• **Stated problem**: Present the data from the start through the line containing "Target: wooden piling" as a Markdown table with the columns Line and Text, numbering each line and omitting blank lines.

— Begin Data provided —

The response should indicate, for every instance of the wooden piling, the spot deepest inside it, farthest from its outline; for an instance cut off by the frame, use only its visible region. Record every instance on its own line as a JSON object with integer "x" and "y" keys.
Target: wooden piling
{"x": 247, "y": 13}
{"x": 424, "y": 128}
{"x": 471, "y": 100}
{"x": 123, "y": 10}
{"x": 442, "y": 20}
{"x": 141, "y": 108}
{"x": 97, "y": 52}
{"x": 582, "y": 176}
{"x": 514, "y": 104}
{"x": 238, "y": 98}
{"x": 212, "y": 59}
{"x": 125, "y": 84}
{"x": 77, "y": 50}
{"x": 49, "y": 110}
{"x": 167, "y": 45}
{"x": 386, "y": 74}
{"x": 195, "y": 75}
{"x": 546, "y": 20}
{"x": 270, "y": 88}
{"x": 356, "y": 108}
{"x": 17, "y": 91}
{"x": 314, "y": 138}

— End Data provided —

• **Reply to the task**:
| Line | Text |
|---|---|
| 1 | The response should indicate, for every instance of the wooden piling, the spot deepest inside it, farthest from its outline; for an instance cut off by the frame, use only its visible region. Record every instance on its own line as a JSON object with integer "x" and "y" keys. |
| 2 | Target: wooden piling |